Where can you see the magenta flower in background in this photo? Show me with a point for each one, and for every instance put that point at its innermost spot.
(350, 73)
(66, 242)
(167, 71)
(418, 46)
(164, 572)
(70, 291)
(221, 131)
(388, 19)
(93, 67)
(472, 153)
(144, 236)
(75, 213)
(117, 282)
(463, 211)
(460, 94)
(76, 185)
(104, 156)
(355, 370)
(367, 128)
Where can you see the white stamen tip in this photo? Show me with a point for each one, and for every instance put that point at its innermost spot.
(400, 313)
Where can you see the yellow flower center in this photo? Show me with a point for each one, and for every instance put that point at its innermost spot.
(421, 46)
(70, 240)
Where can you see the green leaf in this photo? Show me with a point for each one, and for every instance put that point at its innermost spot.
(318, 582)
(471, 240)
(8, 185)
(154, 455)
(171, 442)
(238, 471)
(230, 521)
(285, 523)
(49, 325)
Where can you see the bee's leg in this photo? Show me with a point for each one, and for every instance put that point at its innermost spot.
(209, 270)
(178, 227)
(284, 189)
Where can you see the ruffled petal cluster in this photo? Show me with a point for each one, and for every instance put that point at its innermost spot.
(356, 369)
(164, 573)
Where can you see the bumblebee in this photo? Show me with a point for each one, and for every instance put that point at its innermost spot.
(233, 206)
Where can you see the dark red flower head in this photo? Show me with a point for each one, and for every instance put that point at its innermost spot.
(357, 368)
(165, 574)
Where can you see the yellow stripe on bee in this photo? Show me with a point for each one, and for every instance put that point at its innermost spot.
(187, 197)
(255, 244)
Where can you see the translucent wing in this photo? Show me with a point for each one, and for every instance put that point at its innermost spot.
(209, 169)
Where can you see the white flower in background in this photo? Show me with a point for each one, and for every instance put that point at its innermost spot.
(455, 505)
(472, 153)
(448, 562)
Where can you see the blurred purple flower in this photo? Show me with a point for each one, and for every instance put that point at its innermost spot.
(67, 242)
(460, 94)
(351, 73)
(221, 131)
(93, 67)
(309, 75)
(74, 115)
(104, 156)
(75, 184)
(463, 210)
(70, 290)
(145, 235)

⁂

YOUR TASK => The expected result is every record above, duplicated exactly.

EXERCISE RESULT =>
Where can you see the magenta flower in background in this photo? Show me with a point for each one, and for every instance put that point at its innermost spot.
(350, 73)
(66, 242)
(167, 71)
(418, 46)
(164, 572)
(70, 291)
(221, 131)
(388, 19)
(93, 67)
(472, 153)
(144, 236)
(75, 213)
(117, 282)
(463, 211)
(460, 94)
(76, 185)
(104, 156)
(355, 370)
(367, 128)
Where can you see the white stamen tip in this photo? Show me with a point for each one, and for every instance put that point at its innermost spot.
(400, 313)
Where can you see the yellow flower center in this photo? Show me with a point for each one, and for every instance put that point at its innermost spot.
(421, 46)
(70, 240)
Where can you see the green leaf in this photo? Show me with a point for each one, and for every instance put that point at its innermost spot.
(318, 582)
(471, 240)
(8, 185)
(154, 455)
(171, 442)
(238, 471)
(230, 521)
(285, 523)
(49, 325)
Where can you see the bee's leg in this photo? Show me with a point for each one, and for every instance put that point at its innermost spot.
(209, 270)
(178, 227)
(284, 189)
Where can you see the ruffled petal cluster in this photo? Show me with a point for each one, and for every instance put that point at its innermost spot.
(356, 369)
(164, 573)
Where can you see the bumblebee in this photo? Show me with a point for each one, and for every instance put that point at its innermost spot.
(233, 206)
Where can you see the dark red flower head in this photo? Show me with a point for each one, and for every instance put that point at its innermost spot.
(357, 368)
(165, 574)
Where can you see the yellow stripe on bee in this photo? Show me with a point for each one, and for every instance put that point at its innermost spot.
(187, 197)
(255, 244)
Where can you see the translucent wing in this photo? Show me with a point for each one, and for every instance put that point at its innermost spot.
(209, 169)
Where can you see the white flower in background in this photo? Show me with a point for each one, and for every instance put that point at its innermost spot.
(455, 505)
(472, 153)
(448, 562)
Where can you see the blurred purple flower in this photo? Show me with a point for each one, and for every instance put that point at its innermost spot.
(67, 242)
(460, 94)
(351, 73)
(221, 131)
(93, 67)
(309, 75)
(74, 115)
(104, 156)
(75, 184)
(463, 210)
(70, 290)
(145, 235)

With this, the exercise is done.